--- begin ---

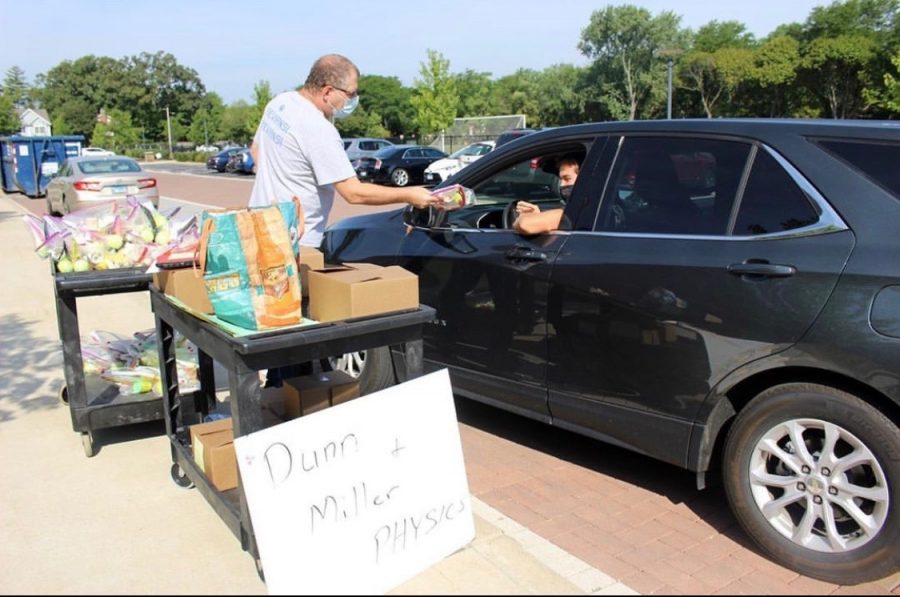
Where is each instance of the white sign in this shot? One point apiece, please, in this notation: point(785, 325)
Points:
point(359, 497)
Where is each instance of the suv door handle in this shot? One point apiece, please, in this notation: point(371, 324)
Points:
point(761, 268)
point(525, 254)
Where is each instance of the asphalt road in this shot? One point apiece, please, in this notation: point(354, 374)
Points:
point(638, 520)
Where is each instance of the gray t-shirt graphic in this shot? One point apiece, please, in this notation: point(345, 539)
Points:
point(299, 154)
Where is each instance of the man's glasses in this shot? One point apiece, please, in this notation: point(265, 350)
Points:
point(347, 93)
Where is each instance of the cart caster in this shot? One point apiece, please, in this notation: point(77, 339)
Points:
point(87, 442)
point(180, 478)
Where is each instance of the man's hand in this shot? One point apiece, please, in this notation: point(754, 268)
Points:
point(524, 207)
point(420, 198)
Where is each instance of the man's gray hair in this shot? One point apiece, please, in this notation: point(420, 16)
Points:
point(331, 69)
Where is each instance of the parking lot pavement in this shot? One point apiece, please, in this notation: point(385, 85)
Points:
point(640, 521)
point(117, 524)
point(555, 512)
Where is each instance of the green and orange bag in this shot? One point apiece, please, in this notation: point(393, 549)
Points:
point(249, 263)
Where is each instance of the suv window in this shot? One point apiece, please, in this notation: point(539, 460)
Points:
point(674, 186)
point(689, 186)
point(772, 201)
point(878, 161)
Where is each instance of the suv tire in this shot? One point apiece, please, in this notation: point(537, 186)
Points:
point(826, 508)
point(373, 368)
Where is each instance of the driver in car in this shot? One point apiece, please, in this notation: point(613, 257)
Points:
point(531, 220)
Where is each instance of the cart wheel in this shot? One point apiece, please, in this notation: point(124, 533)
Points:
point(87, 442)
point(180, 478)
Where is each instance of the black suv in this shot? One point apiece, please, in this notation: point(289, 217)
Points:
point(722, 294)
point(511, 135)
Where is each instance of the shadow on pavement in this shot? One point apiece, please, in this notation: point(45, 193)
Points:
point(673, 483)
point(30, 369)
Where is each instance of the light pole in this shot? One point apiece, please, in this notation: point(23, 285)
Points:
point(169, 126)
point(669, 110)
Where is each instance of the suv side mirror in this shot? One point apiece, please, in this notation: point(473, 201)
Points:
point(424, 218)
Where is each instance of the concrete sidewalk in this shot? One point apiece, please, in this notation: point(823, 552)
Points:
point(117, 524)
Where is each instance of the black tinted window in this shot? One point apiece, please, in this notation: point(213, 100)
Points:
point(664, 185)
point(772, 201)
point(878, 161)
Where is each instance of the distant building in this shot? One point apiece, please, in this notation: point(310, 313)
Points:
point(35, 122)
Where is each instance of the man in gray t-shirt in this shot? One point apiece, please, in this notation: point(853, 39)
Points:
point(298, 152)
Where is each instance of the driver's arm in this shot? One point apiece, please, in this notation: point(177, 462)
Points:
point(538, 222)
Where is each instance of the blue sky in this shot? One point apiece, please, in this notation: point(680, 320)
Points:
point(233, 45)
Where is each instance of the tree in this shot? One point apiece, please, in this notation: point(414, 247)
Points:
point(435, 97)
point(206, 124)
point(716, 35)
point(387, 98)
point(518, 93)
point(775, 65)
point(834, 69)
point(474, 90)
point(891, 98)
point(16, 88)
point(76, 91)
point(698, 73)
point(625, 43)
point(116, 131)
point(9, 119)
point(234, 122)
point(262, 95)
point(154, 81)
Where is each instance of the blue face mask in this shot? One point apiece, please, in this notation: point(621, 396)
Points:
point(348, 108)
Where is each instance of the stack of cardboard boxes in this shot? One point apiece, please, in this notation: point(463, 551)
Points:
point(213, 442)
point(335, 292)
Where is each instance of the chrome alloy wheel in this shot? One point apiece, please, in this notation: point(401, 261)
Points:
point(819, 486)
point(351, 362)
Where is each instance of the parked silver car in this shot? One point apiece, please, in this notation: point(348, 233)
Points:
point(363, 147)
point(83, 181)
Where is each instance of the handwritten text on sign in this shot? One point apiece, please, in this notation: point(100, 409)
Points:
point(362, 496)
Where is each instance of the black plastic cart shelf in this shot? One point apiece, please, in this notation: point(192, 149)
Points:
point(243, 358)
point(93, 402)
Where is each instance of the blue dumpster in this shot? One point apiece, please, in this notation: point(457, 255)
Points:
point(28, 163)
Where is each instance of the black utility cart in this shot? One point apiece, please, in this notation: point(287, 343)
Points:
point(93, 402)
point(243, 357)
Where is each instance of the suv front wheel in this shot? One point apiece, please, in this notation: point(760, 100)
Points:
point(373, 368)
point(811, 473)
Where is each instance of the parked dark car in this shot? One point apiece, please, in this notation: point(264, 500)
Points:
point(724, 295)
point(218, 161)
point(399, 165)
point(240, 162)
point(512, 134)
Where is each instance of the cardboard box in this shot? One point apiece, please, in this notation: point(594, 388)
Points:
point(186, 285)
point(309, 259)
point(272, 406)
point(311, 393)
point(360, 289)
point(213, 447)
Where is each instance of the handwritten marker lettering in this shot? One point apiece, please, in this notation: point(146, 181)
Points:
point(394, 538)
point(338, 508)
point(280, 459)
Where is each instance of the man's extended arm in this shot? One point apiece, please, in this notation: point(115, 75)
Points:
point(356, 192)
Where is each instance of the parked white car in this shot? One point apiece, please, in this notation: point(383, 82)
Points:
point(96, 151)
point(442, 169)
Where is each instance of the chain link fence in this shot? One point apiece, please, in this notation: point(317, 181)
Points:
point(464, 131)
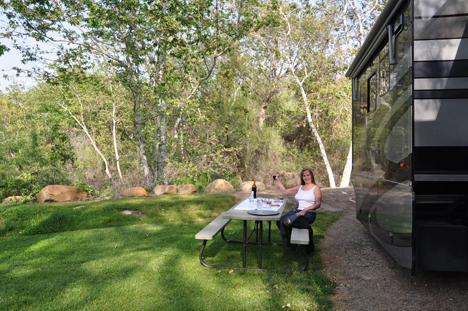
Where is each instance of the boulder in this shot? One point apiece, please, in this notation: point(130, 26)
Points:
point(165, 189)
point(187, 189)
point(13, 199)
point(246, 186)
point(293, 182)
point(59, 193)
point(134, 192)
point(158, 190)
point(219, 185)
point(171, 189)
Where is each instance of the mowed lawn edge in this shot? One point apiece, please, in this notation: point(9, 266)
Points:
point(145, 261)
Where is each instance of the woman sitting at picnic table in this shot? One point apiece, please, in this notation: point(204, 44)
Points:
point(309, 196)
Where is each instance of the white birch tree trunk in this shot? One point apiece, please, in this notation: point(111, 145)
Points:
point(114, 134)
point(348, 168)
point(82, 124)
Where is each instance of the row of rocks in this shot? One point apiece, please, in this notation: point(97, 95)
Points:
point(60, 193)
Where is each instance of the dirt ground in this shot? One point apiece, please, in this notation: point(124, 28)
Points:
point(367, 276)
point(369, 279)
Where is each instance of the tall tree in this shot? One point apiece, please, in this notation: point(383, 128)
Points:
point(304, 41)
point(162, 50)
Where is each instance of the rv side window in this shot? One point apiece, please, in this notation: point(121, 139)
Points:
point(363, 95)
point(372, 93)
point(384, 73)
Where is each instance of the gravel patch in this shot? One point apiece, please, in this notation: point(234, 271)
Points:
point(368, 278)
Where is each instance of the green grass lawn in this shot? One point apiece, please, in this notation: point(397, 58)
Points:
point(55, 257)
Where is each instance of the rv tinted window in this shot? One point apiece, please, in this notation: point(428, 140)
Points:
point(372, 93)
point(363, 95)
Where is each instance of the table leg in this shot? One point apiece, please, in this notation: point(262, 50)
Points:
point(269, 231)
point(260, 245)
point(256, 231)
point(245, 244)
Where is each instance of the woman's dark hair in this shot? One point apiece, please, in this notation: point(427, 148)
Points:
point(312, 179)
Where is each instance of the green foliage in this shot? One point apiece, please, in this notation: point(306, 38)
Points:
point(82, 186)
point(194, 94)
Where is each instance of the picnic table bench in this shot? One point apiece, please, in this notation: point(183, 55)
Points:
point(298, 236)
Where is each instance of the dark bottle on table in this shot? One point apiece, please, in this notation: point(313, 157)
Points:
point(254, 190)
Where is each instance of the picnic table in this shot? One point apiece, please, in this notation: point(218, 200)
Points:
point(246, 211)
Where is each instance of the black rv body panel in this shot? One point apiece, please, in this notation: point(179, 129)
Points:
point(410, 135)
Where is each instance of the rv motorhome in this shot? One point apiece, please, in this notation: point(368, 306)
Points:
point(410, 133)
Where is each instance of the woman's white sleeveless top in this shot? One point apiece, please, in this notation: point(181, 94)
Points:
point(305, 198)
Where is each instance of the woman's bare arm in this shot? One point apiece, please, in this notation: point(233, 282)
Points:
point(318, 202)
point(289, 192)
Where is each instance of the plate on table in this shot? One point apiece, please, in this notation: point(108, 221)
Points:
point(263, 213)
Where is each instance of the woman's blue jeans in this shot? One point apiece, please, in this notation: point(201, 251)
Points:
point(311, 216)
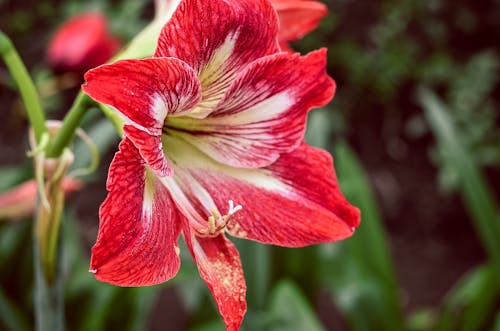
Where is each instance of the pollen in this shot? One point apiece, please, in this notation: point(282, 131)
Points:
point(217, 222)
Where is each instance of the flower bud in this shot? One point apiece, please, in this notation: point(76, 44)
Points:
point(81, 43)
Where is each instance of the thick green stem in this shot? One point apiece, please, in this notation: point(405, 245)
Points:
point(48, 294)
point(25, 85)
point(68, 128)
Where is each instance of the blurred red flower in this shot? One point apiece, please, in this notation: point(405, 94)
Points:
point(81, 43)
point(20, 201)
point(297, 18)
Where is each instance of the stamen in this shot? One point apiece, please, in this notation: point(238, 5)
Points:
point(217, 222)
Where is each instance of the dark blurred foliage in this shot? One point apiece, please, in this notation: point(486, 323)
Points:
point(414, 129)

--- end ---

● **Set task**:
Could you arrange everything from the start of the rows above down to the line containing "point(420, 198)" as a two-column CSV with the headers text and answer, putting each text and its answer together on one line? Quote every field, turn line breaks into spaces, and leave the pictures out.

● **Solution**:
text,answer
"Where is each instance of the white sign in this shot? One point apiece, please, in this notation: point(785, 325) Points:","point(359, 497)"
"Where is each instance of the suv door handle in this shot? One point apiece, please, in this notation: point(371, 324) Points:","point(761, 268) point(525, 254)"
"Where is each instance of the asphalt road in this shot? One point apiece, please, in this notation: point(354, 374) Points:","point(638, 520)"
"Where is each instance of the gray t-shirt graphic in this shot? One point apiece, please, in this notation: point(345, 539) Points:","point(299, 154)"
"Where is each instance of the man's glasses in this shot? One point apiece, please, in this notation: point(265, 350) Points:","point(347, 93)"
"Where is each instance of the cart caster in this shot? One point apiece, please, in this notation: point(77, 339) Points:","point(87, 442) point(180, 478)"
"Where is each instance of the man's hand in this shot? One point apiece, please, in this notation: point(754, 268) Points:","point(524, 207) point(420, 198)"